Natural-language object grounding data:
____________________
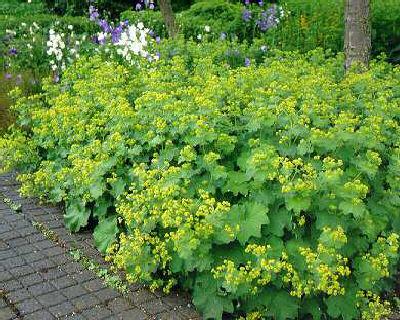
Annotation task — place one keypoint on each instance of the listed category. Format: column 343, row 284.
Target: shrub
column 269, row 191
column 306, row 25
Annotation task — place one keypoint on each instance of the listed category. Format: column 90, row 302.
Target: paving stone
column 74, row 291
column 6, row 313
column 51, row 299
column 29, row 306
column 31, row 279
column 86, row 301
column 64, row 282
column 12, row 285
column 134, row 313
column 13, row 262
column 52, row 251
column 94, row 285
column 154, row 307
column 45, row 244
column 43, row 264
column 170, row 315
column 62, row 309
column 107, row 294
column 40, row 315
column 44, row 282
column 32, row 256
column 53, row 273
column 118, row 305
column 99, row 313
column 5, row 276
column 61, row 259
column 19, row 295
column 141, row 296
column 22, row 271
column 84, row 276
column 42, row 288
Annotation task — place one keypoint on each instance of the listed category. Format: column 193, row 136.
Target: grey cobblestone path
column 39, row 280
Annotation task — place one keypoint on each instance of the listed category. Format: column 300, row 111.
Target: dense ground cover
column 266, row 182
column 253, row 186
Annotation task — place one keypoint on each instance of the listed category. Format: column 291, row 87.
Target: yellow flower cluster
column 325, row 273
column 373, row 308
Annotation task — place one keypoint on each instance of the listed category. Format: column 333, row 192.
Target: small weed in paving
column 109, row 278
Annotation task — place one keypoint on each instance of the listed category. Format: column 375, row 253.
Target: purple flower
column 246, row 16
column 18, row 79
column 105, row 26
column 13, row 52
column 116, row 34
column 94, row 14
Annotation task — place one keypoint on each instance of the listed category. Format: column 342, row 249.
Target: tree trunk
column 169, row 17
column 357, row 43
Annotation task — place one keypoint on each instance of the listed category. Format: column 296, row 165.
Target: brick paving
column 40, row 280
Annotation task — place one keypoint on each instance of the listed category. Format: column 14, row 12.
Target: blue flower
column 12, row 52
column 246, row 16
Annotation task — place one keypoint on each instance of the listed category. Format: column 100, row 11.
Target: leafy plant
column 254, row 187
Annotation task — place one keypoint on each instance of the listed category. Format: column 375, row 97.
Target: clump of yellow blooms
column 326, row 273
column 373, row 308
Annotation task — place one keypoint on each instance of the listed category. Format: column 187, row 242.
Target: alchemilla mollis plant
column 269, row 191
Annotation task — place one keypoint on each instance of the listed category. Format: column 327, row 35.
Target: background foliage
column 255, row 187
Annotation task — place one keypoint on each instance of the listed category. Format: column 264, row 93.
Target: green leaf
column 236, row 183
column 278, row 221
column 105, row 232
column 100, row 208
column 310, row 306
column 298, row 204
column 344, row 306
column 250, row 217
column 358, row 210
column 208, row 300
column 282, row 306
column 96, row 189
column 118, row 187
column 76, row 215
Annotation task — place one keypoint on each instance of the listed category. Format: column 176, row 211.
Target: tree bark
column 357, row 43
column 169, row 17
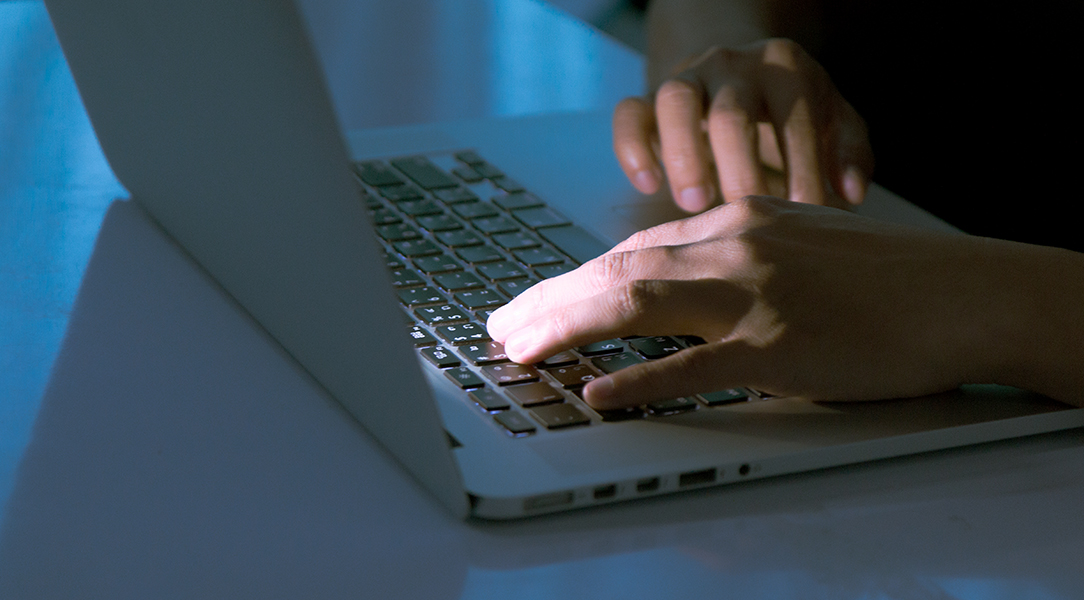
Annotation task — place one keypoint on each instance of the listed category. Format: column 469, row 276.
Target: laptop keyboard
column 461, row 238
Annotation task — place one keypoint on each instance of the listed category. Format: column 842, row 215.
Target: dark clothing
column 971, row 111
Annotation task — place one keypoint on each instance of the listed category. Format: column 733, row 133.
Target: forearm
column 1039, row 340
column 680, row 28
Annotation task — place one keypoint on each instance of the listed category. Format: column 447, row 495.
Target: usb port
column 697, row 478
column 604, row 492
column 646, row 485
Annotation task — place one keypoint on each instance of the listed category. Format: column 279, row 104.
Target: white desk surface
column 176, row 453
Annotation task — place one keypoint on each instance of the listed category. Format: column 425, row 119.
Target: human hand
column 794, row 300
column 730, row 121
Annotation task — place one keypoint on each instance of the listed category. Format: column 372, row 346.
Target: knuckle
column 610, row 270
column 678, row 92
column 636, row 299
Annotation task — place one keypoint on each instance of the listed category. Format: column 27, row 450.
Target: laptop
column 374, row 268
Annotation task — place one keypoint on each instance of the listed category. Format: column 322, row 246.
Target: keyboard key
____________________
▶ _Exercise goal_
Give the lines again word for word, from the start of the records to the line holding "90, row 302.", both included, and leave out any picture.

▶ _Exercise response_
Annotation task — place one keypoint on each instance of the listed category. Format: column 343, row 284.
Target: shrub
column 269, row 191
column 306, row 25
Annotation task — place one keypoint on each instance of the listed category. Format: column 90, row 302.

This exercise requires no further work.